* The request
Rewrite the part of the entries that opens with the line containing "Give the outline of every instance of the upper" and closes with the line containing "[[[532,137],[534,144],[556,144],[558,139],[549,135],[540,135]]]". Replace "separate parts" with "disconnected pieces", leave everything else unchanged, and omit the pictures.

* Provided records
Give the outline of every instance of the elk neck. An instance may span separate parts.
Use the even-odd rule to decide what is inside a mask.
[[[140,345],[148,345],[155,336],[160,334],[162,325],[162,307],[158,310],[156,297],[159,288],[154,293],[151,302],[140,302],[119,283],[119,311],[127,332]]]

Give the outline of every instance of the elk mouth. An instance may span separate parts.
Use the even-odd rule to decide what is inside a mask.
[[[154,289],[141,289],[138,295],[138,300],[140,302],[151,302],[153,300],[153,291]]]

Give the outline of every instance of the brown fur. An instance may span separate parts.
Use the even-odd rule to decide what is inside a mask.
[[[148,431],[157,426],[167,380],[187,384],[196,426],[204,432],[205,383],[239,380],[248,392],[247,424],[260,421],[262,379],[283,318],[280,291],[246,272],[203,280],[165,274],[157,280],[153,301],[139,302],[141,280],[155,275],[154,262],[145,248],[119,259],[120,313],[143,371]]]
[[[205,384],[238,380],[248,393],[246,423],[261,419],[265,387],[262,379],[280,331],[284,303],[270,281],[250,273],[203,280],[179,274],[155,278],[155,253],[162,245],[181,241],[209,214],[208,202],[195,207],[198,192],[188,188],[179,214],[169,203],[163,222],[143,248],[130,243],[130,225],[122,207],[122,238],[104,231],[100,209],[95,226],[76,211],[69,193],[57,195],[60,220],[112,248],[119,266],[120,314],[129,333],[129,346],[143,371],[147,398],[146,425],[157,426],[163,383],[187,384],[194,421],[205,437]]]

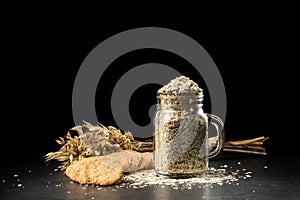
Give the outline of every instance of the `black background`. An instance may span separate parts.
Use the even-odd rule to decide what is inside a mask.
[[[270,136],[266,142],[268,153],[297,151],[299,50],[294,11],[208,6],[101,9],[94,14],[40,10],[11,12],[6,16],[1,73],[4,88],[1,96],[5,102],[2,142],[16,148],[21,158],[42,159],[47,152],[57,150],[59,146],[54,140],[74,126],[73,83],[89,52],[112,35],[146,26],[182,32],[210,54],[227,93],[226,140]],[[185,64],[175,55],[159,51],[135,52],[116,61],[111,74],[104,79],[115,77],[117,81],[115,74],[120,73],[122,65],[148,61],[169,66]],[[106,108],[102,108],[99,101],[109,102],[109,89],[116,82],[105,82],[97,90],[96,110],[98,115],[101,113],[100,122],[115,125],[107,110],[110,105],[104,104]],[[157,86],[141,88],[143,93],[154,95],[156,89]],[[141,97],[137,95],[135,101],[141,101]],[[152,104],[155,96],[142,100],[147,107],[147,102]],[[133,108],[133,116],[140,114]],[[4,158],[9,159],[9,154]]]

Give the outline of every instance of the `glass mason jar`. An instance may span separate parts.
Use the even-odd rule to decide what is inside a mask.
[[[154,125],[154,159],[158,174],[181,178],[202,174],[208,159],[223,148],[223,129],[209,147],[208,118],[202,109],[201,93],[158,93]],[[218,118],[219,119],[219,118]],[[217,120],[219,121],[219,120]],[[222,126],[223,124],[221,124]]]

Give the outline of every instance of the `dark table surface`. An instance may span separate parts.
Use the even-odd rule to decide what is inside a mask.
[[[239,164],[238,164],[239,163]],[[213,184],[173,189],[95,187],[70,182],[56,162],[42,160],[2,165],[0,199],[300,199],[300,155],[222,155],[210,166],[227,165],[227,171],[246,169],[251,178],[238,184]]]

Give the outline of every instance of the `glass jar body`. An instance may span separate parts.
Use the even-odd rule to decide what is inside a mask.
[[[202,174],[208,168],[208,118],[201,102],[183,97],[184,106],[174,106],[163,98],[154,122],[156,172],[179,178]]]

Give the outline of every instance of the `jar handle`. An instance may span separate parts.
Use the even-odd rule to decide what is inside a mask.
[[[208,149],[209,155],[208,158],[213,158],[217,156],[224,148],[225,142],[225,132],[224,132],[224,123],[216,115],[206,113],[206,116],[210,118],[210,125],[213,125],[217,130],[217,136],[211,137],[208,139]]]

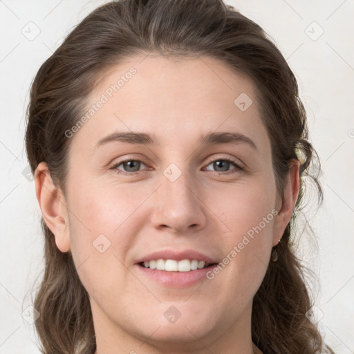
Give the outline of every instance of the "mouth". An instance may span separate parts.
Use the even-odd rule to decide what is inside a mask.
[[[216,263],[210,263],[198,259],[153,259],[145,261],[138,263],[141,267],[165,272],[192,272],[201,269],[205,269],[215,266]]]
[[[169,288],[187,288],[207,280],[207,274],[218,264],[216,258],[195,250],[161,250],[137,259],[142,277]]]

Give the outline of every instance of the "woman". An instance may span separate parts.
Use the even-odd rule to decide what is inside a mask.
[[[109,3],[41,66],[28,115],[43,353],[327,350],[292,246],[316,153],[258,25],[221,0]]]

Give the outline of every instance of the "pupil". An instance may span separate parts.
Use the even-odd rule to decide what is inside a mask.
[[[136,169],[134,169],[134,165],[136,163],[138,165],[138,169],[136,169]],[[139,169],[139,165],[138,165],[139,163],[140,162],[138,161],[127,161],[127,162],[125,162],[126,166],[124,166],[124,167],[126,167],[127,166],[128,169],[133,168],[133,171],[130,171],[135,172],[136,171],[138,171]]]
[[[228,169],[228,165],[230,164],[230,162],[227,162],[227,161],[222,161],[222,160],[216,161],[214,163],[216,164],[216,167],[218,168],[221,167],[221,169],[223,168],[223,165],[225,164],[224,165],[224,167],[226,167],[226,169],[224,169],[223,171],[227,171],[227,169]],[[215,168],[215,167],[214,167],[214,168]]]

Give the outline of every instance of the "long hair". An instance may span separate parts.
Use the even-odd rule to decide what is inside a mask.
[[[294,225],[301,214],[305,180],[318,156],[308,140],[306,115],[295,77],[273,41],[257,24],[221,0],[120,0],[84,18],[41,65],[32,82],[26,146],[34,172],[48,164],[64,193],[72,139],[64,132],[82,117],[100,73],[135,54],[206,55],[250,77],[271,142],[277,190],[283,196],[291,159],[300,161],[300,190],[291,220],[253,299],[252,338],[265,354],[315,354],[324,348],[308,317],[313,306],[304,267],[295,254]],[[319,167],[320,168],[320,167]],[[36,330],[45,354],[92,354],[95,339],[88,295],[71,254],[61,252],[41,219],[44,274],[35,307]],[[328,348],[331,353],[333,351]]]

==

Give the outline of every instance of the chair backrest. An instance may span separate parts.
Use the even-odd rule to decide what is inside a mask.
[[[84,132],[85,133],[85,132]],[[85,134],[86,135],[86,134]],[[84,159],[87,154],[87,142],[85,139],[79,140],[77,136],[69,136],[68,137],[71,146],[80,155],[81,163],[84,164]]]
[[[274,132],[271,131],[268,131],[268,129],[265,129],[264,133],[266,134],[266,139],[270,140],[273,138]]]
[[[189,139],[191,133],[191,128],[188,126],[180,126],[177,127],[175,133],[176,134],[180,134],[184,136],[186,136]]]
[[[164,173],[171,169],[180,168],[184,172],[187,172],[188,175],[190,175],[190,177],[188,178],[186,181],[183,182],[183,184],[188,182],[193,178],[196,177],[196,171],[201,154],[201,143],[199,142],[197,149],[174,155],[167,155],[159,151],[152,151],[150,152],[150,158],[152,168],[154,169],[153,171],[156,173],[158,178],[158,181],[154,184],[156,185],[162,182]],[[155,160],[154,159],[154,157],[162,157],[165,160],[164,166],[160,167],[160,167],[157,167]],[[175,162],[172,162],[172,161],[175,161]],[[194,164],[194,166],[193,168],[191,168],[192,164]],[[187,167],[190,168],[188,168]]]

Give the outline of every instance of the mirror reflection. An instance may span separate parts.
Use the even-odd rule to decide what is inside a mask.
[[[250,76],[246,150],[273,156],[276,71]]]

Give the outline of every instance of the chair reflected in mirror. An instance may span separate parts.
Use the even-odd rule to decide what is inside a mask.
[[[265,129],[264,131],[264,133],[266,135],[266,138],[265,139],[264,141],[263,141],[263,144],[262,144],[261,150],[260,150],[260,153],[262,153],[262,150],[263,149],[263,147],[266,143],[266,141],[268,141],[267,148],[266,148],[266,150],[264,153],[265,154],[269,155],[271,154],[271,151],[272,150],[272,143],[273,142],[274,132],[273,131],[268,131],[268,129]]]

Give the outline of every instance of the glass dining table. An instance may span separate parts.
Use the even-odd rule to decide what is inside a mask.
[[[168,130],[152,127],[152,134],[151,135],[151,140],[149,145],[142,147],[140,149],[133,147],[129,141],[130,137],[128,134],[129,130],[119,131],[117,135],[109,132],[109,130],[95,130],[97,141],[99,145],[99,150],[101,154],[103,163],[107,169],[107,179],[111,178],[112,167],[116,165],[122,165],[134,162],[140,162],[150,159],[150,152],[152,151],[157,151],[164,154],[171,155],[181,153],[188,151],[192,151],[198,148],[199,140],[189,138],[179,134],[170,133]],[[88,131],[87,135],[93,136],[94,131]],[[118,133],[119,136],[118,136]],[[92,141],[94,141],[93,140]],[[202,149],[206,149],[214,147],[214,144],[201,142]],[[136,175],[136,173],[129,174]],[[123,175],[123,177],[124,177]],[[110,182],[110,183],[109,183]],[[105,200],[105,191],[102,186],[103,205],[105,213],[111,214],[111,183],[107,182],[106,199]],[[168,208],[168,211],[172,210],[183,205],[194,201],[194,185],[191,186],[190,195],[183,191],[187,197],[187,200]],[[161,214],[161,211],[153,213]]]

==

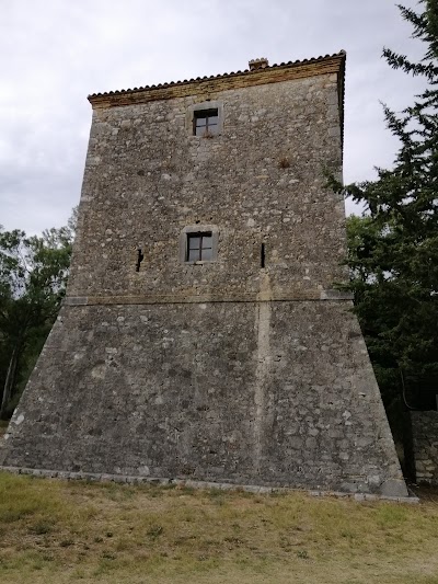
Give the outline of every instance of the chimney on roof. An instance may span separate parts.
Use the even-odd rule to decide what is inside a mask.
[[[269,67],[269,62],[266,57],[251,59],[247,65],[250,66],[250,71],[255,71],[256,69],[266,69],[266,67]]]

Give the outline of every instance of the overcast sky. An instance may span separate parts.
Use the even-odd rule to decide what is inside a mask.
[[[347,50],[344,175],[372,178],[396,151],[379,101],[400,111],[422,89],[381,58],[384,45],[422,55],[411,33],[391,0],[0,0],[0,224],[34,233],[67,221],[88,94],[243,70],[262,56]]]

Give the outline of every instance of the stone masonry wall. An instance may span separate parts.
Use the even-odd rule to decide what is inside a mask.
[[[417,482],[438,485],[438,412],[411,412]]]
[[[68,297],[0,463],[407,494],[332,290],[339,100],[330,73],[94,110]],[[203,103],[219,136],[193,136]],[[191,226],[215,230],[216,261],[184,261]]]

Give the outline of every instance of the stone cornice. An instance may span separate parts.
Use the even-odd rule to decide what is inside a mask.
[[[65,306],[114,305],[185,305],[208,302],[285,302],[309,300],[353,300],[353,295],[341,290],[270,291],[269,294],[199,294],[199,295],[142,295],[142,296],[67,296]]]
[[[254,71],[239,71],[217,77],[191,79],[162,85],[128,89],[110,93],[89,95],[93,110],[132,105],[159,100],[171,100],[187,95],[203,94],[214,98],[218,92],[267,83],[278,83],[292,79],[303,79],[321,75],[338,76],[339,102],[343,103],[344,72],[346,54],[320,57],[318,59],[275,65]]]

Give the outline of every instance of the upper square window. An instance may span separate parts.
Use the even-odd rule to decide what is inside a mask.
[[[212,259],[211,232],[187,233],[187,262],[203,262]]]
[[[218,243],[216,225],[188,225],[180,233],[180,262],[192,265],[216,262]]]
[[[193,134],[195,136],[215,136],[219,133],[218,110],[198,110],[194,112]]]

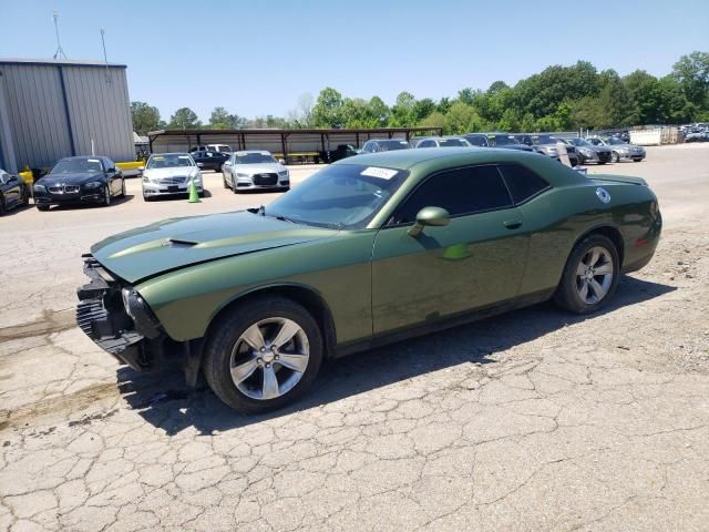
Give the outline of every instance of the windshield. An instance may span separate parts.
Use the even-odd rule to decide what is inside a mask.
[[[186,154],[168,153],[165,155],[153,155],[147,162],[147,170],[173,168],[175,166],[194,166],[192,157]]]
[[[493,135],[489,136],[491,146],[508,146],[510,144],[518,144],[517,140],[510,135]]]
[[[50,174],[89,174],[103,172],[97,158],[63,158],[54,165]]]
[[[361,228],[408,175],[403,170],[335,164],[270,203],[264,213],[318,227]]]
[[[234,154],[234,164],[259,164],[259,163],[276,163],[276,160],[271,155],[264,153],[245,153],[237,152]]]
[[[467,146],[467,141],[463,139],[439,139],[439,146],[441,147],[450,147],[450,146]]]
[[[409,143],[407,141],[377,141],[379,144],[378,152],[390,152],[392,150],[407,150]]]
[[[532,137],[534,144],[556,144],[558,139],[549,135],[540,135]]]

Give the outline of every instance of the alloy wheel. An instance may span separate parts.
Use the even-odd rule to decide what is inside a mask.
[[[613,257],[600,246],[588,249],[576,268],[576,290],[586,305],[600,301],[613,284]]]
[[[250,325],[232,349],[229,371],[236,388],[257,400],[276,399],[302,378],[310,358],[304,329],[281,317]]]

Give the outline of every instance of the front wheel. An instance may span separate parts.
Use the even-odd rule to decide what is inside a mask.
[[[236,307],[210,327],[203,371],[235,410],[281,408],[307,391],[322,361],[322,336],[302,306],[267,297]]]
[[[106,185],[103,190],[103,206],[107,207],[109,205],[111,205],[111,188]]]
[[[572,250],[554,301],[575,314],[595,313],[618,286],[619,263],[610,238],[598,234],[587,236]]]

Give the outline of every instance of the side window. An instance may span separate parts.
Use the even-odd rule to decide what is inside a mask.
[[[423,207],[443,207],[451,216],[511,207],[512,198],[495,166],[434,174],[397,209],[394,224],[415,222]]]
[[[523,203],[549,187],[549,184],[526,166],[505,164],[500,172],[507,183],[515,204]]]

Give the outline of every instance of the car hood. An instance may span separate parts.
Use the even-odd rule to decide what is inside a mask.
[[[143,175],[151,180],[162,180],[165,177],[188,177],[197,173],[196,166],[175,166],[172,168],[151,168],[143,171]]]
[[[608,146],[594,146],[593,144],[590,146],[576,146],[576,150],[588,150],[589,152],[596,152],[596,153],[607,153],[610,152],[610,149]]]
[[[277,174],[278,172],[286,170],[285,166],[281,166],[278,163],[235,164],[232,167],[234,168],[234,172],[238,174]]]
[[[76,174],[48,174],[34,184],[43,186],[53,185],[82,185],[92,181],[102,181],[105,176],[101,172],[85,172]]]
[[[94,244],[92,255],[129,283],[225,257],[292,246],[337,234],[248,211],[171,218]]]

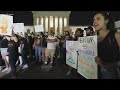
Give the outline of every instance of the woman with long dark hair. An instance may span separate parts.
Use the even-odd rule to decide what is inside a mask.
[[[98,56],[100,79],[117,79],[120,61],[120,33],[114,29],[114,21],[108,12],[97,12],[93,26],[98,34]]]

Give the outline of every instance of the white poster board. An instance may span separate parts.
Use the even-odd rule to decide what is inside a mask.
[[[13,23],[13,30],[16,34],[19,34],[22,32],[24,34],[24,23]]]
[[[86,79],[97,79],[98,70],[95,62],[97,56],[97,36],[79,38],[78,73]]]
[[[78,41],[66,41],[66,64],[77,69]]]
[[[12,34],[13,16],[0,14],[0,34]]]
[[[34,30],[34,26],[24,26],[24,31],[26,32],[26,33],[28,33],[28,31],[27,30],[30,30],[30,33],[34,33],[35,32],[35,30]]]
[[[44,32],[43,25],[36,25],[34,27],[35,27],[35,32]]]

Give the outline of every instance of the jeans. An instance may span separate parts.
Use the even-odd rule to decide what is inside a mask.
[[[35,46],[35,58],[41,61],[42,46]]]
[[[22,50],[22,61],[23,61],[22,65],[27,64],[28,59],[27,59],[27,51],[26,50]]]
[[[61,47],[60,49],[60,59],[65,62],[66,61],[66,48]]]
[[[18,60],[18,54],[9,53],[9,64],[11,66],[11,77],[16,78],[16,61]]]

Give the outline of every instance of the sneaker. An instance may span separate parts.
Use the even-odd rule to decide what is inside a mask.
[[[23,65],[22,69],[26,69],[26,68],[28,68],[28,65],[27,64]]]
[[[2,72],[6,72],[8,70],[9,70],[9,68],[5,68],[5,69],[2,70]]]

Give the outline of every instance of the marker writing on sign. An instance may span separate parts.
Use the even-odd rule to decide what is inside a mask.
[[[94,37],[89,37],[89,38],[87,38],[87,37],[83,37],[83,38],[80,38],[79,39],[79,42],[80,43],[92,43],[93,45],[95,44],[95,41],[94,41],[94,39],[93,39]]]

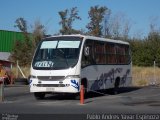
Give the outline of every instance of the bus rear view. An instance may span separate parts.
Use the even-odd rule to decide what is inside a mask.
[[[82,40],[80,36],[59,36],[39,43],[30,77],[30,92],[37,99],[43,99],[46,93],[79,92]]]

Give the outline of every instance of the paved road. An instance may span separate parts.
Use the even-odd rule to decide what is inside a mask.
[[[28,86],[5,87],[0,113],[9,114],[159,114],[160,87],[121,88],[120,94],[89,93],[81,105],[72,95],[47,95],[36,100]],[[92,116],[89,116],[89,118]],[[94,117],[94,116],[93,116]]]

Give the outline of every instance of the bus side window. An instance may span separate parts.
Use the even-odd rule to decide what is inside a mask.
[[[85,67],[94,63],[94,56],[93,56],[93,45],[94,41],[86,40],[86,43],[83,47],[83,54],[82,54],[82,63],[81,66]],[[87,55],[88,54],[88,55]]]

* Exercise result
Give the outline of every instance of the upper square window. An instance may span disconnected pieces.
Use the even-odd rule to decide what is inside a mask.
[[[212,259],[211,232],[187,233],[187,262],[203,262]]]
[[[218,243],[216,225],[188,225],[180,233],[180,262],[192,265],[216,262]]]
[[[193,134],[195,136],[215,136],[219,133],[218,110],[198,110],[194,112]]]

Give the outline of every instance of the windshield. An instance may span disconnected pieces.
Use the even-odd rule to decide what is inside a mask.
[[[186,154],[168,153],[165,155],[153,155],[147,162],[147,170],[173,168],[175,166],[194,166],[192,157]]]
[[[493,135],[489,136],[491,146],[508,146],[510,144],[518,144],[517,140],[510,135]]]
[[[50,174],[89,174],[103,172],[97,158],[63,158],[54,165]]]
[[[361,228],[408,175],[403,170],[335,164],[270,203],[264,213],[318,227]]]
[[[234,154],[234,164],[259,164],[259,163],[276,163],[276,160],[271,155],[264,153],[245,153],[237,152]]]
[[[467,146],[467,141],[463,139],[439,139],[439,146],[441,147],[450,147],[450,146]]]
[[[409,143],[407,141],[377,141],[379,144],[378,152],[390,152],[392,150],[407,150]]]
[[[532,137],[534,144],[556,144],[558,139],[549,135],[540,135]]]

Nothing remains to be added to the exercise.